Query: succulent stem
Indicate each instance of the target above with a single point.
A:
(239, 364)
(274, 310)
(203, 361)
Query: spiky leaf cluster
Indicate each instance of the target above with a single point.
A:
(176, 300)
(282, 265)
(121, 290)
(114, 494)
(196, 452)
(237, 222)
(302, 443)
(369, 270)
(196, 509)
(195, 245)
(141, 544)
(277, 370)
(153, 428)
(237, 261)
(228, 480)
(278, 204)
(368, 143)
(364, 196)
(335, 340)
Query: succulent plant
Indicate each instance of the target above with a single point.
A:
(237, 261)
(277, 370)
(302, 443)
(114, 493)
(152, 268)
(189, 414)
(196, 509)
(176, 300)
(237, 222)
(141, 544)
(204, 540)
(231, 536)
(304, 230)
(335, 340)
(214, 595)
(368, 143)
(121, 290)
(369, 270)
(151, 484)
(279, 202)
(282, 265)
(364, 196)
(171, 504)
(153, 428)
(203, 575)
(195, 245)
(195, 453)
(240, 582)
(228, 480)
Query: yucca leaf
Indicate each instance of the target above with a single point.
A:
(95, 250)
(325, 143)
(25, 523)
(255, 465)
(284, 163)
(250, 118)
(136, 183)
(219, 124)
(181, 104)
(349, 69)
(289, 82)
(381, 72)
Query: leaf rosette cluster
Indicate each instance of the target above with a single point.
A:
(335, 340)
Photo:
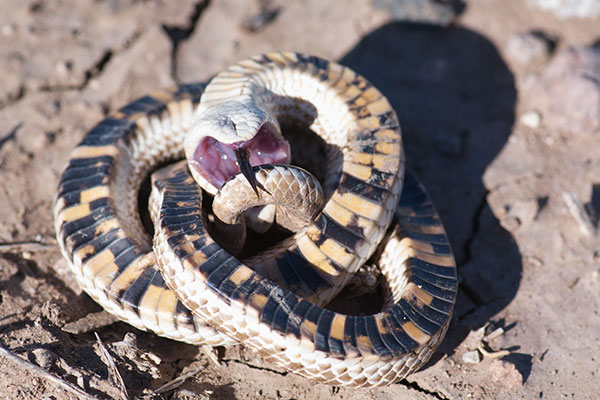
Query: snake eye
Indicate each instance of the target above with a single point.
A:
(241, 154)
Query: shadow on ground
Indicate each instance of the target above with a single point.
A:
(455, 98)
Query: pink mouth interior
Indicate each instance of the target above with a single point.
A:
(216, 161)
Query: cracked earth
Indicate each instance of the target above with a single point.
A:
(499, 103)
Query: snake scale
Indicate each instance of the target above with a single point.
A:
(183, 285)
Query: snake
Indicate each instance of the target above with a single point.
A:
(182, 284)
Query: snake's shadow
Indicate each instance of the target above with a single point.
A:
(455, 98)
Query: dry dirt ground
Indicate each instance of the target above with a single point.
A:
(492, 127)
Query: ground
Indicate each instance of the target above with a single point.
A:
(499, 103)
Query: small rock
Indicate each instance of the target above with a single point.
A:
(571, 8)
(44, 358)
(507, 373)
(472, 357)
(529, 47)
(429, 11)
(519, 214)
(531, 119)
(579, 213)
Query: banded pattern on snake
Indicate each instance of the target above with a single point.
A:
(275, 308)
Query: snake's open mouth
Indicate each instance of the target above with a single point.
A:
(217, 161)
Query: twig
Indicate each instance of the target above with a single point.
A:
(112, 368)
(45, 374)
(175, 383)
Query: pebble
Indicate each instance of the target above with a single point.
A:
(531, 119)
(44, 358)
(472, 357)
(428, 11)
(579, 213)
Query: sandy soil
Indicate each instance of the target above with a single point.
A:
(518, 190)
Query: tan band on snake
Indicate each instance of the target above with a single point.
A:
(280, 317)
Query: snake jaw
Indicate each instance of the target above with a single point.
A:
(214, 162)
(241, 154)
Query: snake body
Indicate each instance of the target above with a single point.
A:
(209, 297)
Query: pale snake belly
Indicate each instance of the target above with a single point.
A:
(209, 297)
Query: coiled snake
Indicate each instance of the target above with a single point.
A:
(187, 287)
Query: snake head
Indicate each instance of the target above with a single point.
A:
(211, 146)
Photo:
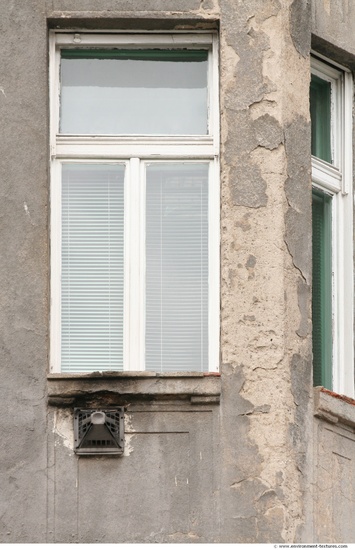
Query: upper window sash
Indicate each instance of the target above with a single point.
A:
(186, 42)
(335, 176)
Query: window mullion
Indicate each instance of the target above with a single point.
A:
(134, 277)
(56, 262)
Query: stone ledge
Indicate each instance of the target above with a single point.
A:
(68, 389)
(334, 408)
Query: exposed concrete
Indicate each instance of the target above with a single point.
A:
(334, 23)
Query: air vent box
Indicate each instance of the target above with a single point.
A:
(99, 431)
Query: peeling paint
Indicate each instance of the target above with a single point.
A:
(63, 428)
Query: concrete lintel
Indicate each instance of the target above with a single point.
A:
(333, 408)
(66, 389)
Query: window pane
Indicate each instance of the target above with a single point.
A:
(177, 267)
(320, 98)
(134, 92)
(92, 267)
(322, 293)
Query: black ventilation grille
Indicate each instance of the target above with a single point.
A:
(99, 431)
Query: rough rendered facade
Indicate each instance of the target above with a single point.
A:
(253, 454)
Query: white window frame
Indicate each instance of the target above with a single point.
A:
(336, 181)
(135, 152)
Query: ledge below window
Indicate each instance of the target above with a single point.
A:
(334, 408)
(111, 387)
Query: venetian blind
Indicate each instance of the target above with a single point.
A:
(321, 293)
(92, 267)
(177, 267)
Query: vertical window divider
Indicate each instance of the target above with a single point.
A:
(56, 262)
(134, 266)
(142, 260)
(214, 275)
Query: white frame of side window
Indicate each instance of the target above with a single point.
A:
(134, 151)
(336, 180)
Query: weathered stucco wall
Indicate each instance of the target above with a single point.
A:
(234, 471)
(333, 28)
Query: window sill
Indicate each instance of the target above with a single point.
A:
(69, 389)
(334, 408)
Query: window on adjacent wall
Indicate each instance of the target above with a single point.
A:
(332, 203)
(134, 202)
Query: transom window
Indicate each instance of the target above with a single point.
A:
(134, 202)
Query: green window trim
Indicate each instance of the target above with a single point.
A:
(137, 54)
(322, 289)
(320, 106)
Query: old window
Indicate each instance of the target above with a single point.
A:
(332, 304)
(134, 202)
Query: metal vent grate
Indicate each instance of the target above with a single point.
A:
(99, 431)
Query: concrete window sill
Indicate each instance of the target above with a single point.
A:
(68, 389)
(334, 408)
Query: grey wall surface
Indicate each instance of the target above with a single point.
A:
(194, 469)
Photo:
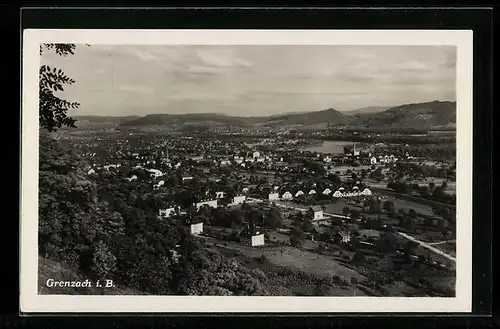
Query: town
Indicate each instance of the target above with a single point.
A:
(376, 218)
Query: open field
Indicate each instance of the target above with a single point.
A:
(48, 269)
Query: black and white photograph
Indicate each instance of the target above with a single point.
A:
(319, 173)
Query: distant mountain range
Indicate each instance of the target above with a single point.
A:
(418, 115)
(369, 109)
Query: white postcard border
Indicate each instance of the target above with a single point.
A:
(30, 301)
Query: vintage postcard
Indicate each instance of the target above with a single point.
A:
(246, 171)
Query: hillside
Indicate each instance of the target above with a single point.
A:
(212, 119)
(329, 116)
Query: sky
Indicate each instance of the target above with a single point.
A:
(121, 80)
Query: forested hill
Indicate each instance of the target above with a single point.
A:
(416, 115)
(110, 230)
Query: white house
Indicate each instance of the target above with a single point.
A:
(337, 194)
(210, 203)
(287, 196)
(317, 212)
(273, 196)
(239, 199)
(166, 213)
(366, 191)
(134, 177)
(197, 228)
(345, 237)
(257, 239)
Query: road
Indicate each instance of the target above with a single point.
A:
(427, 246)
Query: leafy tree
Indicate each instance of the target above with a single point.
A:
(358, 258)
(53, 109)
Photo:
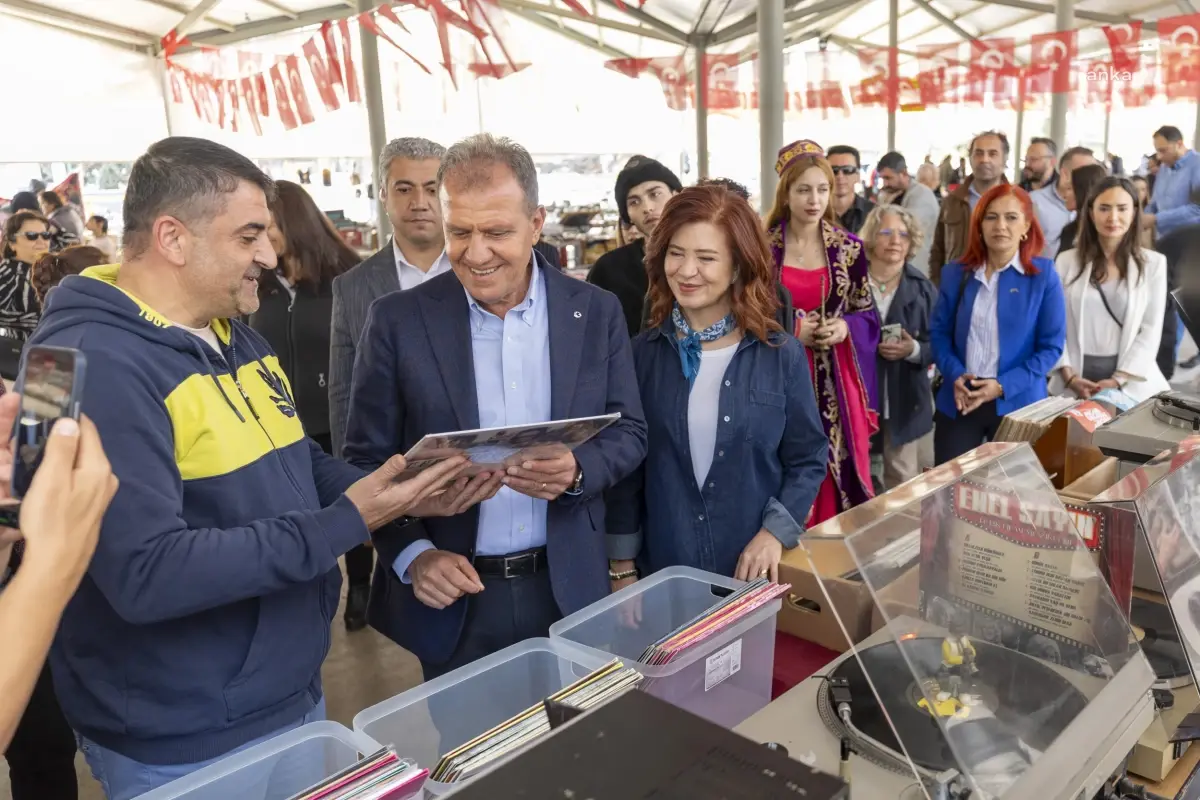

· · · · ·

**WHAT YOU NEED TO DO:** Copy the records above precisely, and leave every image out of the copy.

**WRITTEN ANSWER:**
Query: succulent stem
Indicate each instance of the target above with a single point.
A:
(239, 364)
(274, 310)
(203, 361)
Query: spiky leaf cluster
Indicate each instance of the target above with a single point.
A:
(176, 300)
(282, 265)
(121, 290)
(114, 494)
(196, 452)
(237, 222)
(302, 443)
(369, 270)
(196, 509)
(195, 245)
(141, 544)
(277, 370)
(153, 428)
(237, 261)
(228, 480)
(278, 204)
(368, 143)
(364, 196)
(335, 340)
Query: succulent plant
Indicate each instance of the target above with a single point.
A:
(237, 261)
(277, 370)
(302, 443)
(114, 493)
(152, 268)
(189, 414)
(196, 509)
(176, 300)
(237, 222)
(141, 544)
(204, 540)
(231, 536)
(304, 230)
(335, 340)
(214, 595)
(368, 143)
(121, 290)
(369, 270)
(151, 484)
(279, 202)
(282, 265)
(364, 196)
(171, 504)
(153, 428)
(203, 575)
(195, 245)
(195, 453)
(240, 582)
(228, 480)
Query: yucca leaf
Indicate each instance of the target above with a single point.
A:
(95, 250)
(325, 143)
(25, 523)
(255, 465)
(284, 163)
(250, 118)
(136, 183)
(219, 124)
(181, 104)
(349, 69)
(289, 82)
(381, 72)
Query: leaf rosette cluster
Indicate each instance of the target above with a single point.
A:
(335, 340)
Photo:
Query: snake eye
Indicate each instance of the target above with a single point.
A:
(241, 154)
Query: shadow on ground
Indicate each instance of the target above with a single point.
A:
(455, 98)
Query: pink mouth interior
Indicate each instance of the target above with a single point.
A:
(216, 161)
Query: cracked earth
Indicate each instance of the target above with a single point.
A:
(499, 103)
Query: snake scale
Indicate each instance of the target above with a single point.
A:
(183, 285)
Query: snake
Indicate each instance of the target above with a single point.
A:
(182, 284)
Query: snake's shadow
Indicate each instance of the target above with a single point.
A:
(455, 98)
Query: dry dirt ground
Indicate each instance of the target above with a single point.
A:
(492, 127)
Query: ground
Indicate each instance of the target above with a single point.
A:
(499, 103)
Query: small rock
Indicate each instance of the target above with a single point.
A:
(571, 8)
(44, 358)
(507, 373)
(472, 357)
(529, 47)
(429, 11)
(519, 214)
(531, 119)
(579, 213)
Query: banded pattern on snake
Indicate each instance of the target above with a single point.
A:
(275, 308)
Query: snake's open mouth
Indicate each instance of the target above with a single point.
A:
(217, 161)
Query: twig
Indicate each instance of the target above with a single point.
A:
(112, 368)
(45, 374)
(175, 383)
Query: pebble
Indicate each instance of the target above with a single point.
A:
(531, 119)
(44, 358)
(472, 357)
(428, 11)
(579, 213)
Query: sandy soil
Indicate each instance of the target above with a single point.
A:
(518, 190)
Query: tan band on snake
Indicate each instance of the target above with a single point.
A:
(280, 317)
Query: snake jaw
Indicate each instance of the target above with a single point.
A:
(214, 162)
(241, 154)
Query: snake body
Indicate each instance of the target above with a single point.
A:
(209, 297)
Query: pale snake belly
Indicate each instance of the target above with a single point.
A:
(209, 297)
Query: coiled snake
Indicate each instance of the target above with a single point.
A:
(187, 287)
Query: snake head
Indicate each instance of the target above with a single point.
A:
(211, 146)
Photo:
Query: upper window sash
Indicate each instance of the target above with a single point.
A:
(186, 42)
(335, 176)
Query: window mullion
Indicate each instance of the target above with a single point.
A:
(134, 277)
(56, 262)
Query: stone ledge
Indicate each instance of the target above with a single point.
A:
(68, 389)
(334, 408)
Query: exposed concrete
Indicate each instance of the target above with a single point.
A:
(334, 23)
Query: air vent box
Indicate each instance of the target above with a single point.
A:
(99, 431)
Query: peeling paint
Indicate each instance of the target above with a single point.
A:
(63, 428)
Query: concrete lintel
Indicate each instance of the target above with a single point.
A:
(333, 408)
(66, 389)
Query: window pane
Indicate each instance of the target above with a single point.
A:
(177, 267)
(320, 98)
(134, 92)
(92, 267)
(322, 293)
Query: black ventilation grille
Indicate each instance of the target above with a single point.
A:
(99, 431)
Query: rough rendered facade
Indicate each instance of the target above with a single point.
A:
(253, 454)
Query: white window frame
Indicate each instance of the target above with a single point.
A:
(336, 181)
(135, 152)
Query: ledge below window
Indicate each instance of the target above with a single point.
A:
(334, 408)
(111, 387)
Query: venetian blind
Indicate each instance of the target above with a single point.
A:
(321, 293)
(92, 267)
(177, 267)
Query: vertical window divider
Indicate each instance of the target above with a single point.
A:
(56, 262)
(134, 266)
(142, 260)
(214, 275)
Query: white frame of side window
Indicate each instance of the target above with a single point.
A:
(134, 151)
(336, 180)
Query: weathered stucco wall
Indicate each instance of the target above with a single point.
A:
(234, 471)
(333, 28)
Query: window sill
Indicate each instance of the target above with a single point.
A:
(69, 389)
(334, 408)
Query: window on adjacent wall
Indicate each instance of the target above with a single point.
A:
(332, 203)
(134, 202)
Query: transom window
Indicate each instance of the target above with a single point.
A:
(134, 202)
Query: green window trim
Indicate each instance of the target above with a single point.
A:
(137, 54)
(322, 289)
(320, 106)
Query: old window
Indicate each instance of the target above with a single point.
A:
(332, 304)
(134, 202)
Query: metal vent grate
Indicate each instance of the target above with a single point.
A:
(99, 431)
Query: concrete window sill
Indicate each instance of the target above with a single point.
A:
(68, 389)
(334, 408)
Query: grey wall surface
Indicate each instance of the target above with a single point.
A:
(194, 469)
Photo:
Query: town
Indicate each instance of the target above with a single point.
A:
(376, 218)
Query: open field
Indicate each instance of the target above with a single point.
A:
(48, 269)
Query: black and white photograph
Indicate each instance of the target above with a single point.
A:
(319, 173)
Query: distant mountain range
Indicate each instance of the target above with a single point.
A:
(418, 115)
(369, 109)
Query: white postcard border
Indicate each instance of the target above with a single point.
A:
(30, 301)
Query: vintage postcard
Indicate each instance of the target above with a single point.
A:
(246, 171)
Query: hillside
Indicate each instance of the target above with a single point.
A:
(212, 119)
(329, 116)
Query: sky
Indicate each instance of the target above with a single point.
A:
(121, 80)
Query: forested hill
Indicate each instance of the target above with a single point.
A:
(416, 115)
(110, 230)
Query: white house
Indicate each instance of the target above with a single point.
A:
(337, 194)
(210, 203)
(287, 196)
(317, 212)
(273, 196)
(239, 199)
(166, 213)
(366, 191)
(134, 177)
(197, 228)
(345, 237)
(257, 239)
Query: road
Indicate each instance of the target above with a single point.
A:
(427, 246)
Query: leafy tree
Indicate each instance of the target above with a single point.
A:
(358, 258)
(53, 109)
Photo:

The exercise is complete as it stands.